This really challenged me today, I hope it will challenge you as well...

In the work of God there is nothing we need to so guard against as vanity. That was Jonah's curse. The seraphim covered their faces with their wings, they covered their feet with their wings. They covered their faces because they did not want to see their beauty, and their feet because they did not want to see their service, nor have anyone else see them. They used only two to fly. Take care how you put temptation in another's way. It is all right to encourage workers with a "God bless you." But don't praise. God does not say, How beautiful, how eloquent, how lovely, how splendid! That is putting on a human head the crown that belongs to Jesus. I want the Holy Ghost to enable me simply to do you good, but I do not want power to bring me the honor of the world. If I had it, I should feel it the greatest peril of my life. We have no more right to take Christ's honors here than we have to sit on Jesus' throne and let angels worship us. We have to be so careful when God uses us to bless human souls. There is a sweetness which is not of God. God save us from all these snares woven by the tempter.

Philip as soon as he had led the eunuch to Jesus got out of the eunuch's way. Beloved, there are subtle spells that come between man and man, and between woman and woman, and between man and woman. They seem sweet and right, but you need much of the Holy Ghost to keep your spirit pure. I am not talking here of sinful love. Surely, it is not needful to speak of that. I am thinking of a far more subtle and refined and spotless spell, which is more dishonoring to God and more dangerous to you, because it is so pure. God keep us from every service, and every friendship, and every thought that is not in the Holy Ghost and not to the honor of Jesus alone.

Then there is self-confidence, that which feels its strength, spiritual or mental self-righteousness, power to be good or do good. God has to lead us to lay all that aside and realize our utter nothingness.

▸ **WHAT TO WORK ON**
A: Do these statements agree with the passage on vanity? Answer yes or no for each, and quote the words from the passage that decide it: (i) The seraphim used two of their wings to fly. (ii) The passage calls it wrong to encourage workers with "God bless you." (iii) Philip stayed with the eunuch after leading him to Jesus.
B: Transcribe the passage on vanity between "Philip as soon" and "of Jesus alone.", inclusive.
C: According to the passage on vanity, whose curse was vanity?
The material after this has no connection to the passage on vanity.

▸ **GIVEN INFORMATION**
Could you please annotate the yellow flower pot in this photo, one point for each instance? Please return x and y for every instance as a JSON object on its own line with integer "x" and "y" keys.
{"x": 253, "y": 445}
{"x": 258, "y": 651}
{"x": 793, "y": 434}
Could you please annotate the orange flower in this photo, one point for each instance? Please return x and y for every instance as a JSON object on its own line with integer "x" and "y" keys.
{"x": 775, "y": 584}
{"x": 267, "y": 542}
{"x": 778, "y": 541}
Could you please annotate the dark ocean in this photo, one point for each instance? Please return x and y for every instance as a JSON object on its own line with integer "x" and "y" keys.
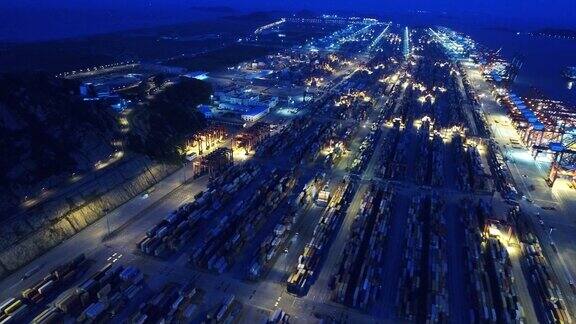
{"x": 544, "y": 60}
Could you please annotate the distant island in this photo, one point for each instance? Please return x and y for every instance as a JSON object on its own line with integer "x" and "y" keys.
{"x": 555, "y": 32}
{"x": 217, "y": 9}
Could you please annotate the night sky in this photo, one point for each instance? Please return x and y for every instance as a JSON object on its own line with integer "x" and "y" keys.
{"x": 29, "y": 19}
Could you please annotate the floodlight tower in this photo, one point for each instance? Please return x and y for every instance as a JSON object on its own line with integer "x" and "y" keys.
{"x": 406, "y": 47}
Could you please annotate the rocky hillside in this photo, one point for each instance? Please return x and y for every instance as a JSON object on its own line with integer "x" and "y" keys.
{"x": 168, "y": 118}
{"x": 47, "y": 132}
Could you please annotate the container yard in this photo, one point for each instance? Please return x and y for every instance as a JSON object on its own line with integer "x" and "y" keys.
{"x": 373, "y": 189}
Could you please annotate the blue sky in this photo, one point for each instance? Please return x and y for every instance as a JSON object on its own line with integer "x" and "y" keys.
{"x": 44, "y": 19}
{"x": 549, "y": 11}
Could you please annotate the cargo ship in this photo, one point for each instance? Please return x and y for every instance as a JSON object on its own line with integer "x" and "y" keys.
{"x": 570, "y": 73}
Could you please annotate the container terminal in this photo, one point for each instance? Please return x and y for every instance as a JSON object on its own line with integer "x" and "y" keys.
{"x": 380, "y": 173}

==

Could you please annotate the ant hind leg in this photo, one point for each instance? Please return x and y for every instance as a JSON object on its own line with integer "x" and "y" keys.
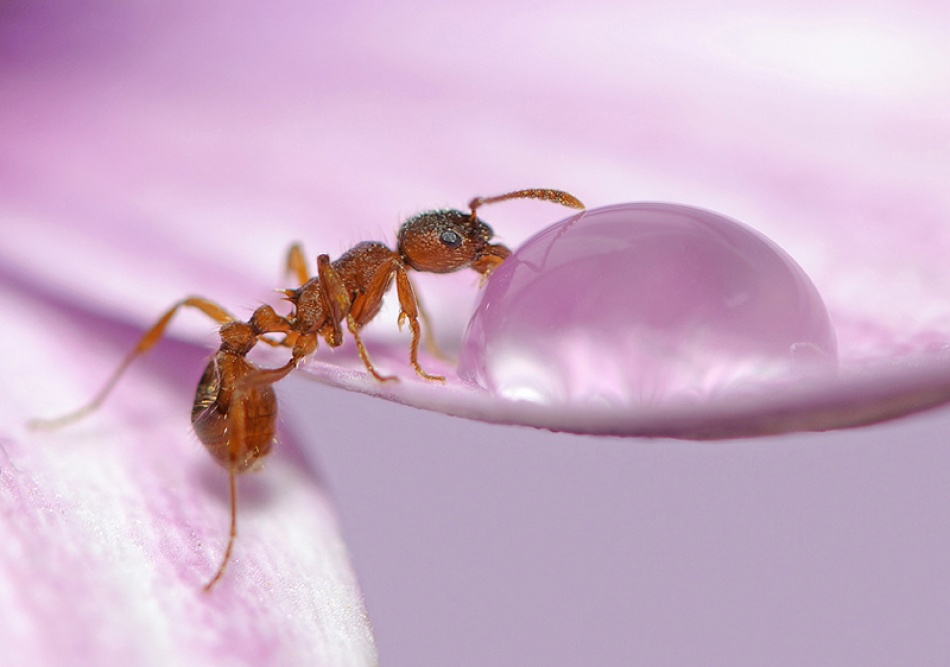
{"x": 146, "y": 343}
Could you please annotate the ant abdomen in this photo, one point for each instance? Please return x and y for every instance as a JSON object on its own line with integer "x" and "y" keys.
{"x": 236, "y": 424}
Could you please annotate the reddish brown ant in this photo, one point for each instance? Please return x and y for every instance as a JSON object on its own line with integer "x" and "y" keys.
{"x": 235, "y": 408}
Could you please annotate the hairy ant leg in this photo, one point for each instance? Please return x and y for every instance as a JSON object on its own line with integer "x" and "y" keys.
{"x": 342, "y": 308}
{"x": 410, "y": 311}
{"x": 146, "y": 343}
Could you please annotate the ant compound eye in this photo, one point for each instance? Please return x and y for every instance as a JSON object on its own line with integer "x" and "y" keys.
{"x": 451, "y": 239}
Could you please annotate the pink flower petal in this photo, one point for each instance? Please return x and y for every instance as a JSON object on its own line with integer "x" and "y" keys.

▸ **RESPONSES IN ORDER**
A:
(i) Yes: "They used only two to fly."
(ii) No: "It is all right to encourage workers with a "God bless you.""
(iii) No: "Philip as soon as he had led the eunuch to Jesus got out of the eunuch's way."

B:
Philip as soon as he had led the eunuch to Jesus got out of the eunuch's way. Beloved, there are subtle spells that come between man and man, and between woman and woman, and between man and woman. They seem sweet and right, but you need much of the Holy Ghost to keep your spirit pure. I am not talking here of sinful love. Surely, it is not needful to speak of that. I am thinking of a far more subtle and refined and spotless spell, which is more dishonoring to God and more dangerous to you, because it is so pure. God keep us from every service, and every friendship, and every thought that is not in the Holy Ghost and not to the honor of Jesus alone.

C: Vanity was Jonah's curse.